▶ Written problem
Reproduce the records word for word, starting from their first line and stopping after the line that contains "column 74, row 75".
[START]
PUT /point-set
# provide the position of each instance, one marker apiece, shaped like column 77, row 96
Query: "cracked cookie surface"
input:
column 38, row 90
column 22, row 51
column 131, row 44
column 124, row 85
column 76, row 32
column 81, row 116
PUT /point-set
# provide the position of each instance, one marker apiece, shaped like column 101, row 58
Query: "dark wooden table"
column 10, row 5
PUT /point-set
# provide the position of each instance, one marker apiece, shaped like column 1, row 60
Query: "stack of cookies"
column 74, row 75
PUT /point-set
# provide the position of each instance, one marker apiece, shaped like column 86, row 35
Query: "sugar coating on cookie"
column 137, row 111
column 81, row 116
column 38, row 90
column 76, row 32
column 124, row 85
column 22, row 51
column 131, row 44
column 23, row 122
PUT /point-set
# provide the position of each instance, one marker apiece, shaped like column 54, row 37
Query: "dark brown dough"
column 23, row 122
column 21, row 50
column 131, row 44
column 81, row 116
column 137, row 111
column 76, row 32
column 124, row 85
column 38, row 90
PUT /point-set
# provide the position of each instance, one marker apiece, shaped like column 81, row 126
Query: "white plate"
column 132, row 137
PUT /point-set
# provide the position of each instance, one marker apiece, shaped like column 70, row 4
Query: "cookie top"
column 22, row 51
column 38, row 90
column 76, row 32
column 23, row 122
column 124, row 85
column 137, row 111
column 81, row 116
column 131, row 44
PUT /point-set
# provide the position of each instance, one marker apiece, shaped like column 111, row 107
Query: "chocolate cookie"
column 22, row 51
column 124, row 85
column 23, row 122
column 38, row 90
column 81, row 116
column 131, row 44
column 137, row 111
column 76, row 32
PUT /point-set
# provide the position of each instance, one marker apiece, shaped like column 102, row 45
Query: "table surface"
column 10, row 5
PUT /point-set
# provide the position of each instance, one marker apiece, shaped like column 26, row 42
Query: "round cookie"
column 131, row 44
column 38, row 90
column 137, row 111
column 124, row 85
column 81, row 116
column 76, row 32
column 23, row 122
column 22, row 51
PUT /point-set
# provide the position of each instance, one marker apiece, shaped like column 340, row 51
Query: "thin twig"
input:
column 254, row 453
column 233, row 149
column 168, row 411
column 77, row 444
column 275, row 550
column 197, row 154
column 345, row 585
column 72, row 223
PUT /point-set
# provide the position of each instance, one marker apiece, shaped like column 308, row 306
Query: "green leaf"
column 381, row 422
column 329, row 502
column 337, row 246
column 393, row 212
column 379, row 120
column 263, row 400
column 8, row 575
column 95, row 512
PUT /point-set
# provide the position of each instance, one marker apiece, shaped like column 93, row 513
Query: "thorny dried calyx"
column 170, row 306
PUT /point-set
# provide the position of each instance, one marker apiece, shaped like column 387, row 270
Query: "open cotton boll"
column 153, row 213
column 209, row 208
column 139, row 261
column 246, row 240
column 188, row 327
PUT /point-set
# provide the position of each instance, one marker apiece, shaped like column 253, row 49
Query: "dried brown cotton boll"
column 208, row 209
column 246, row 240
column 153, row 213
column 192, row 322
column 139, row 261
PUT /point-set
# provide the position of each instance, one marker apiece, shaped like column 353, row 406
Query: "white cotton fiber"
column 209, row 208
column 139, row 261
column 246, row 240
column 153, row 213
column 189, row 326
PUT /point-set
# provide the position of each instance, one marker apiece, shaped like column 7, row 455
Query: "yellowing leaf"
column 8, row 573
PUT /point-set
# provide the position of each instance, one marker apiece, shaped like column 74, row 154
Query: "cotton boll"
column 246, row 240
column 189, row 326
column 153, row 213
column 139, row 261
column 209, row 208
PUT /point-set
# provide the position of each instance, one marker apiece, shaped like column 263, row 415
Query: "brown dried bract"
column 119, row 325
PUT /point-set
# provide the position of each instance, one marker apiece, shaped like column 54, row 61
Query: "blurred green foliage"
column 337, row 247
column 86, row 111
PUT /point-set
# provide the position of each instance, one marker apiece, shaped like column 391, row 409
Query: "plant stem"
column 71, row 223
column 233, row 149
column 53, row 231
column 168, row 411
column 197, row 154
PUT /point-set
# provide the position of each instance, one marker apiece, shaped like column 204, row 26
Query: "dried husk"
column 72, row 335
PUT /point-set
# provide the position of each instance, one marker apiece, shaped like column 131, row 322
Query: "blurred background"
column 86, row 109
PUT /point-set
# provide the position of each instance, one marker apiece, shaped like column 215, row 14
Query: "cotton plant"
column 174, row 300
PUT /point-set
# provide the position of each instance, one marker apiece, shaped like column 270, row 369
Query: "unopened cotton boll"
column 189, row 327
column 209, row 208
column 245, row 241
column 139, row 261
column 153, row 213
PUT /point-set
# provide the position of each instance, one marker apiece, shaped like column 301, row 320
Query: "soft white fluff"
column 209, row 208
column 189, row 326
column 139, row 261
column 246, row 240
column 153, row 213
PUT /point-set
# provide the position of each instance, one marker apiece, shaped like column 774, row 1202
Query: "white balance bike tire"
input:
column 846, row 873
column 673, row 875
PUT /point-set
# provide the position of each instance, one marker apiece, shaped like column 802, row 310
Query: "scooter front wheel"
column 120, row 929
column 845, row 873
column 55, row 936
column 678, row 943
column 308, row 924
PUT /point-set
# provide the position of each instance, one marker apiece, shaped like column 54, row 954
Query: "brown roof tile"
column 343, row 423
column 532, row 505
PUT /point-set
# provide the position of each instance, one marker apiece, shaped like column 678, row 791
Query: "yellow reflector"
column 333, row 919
[END]
▶ Complete response
PUT /point-set
# provide the position of each instance, one marker apiece, shaped like column 77, row 96
Query: "cracked cookie surface"
input:
column 38, row 90
column 22, row 51
column 131, row 44
column 124, row 85
column 76, row 32
column 81, row 116
PUT /point-set
# provide the position of each instance, one marker apiece, shaped like column 101, row 58
Query: "dark wooden table"
column 10, row 5
PUT /point-set
# provide the position of each instance, one marker apiece, shaped like column 1, row 60
Query: "stack of cookies"
column 74, row 75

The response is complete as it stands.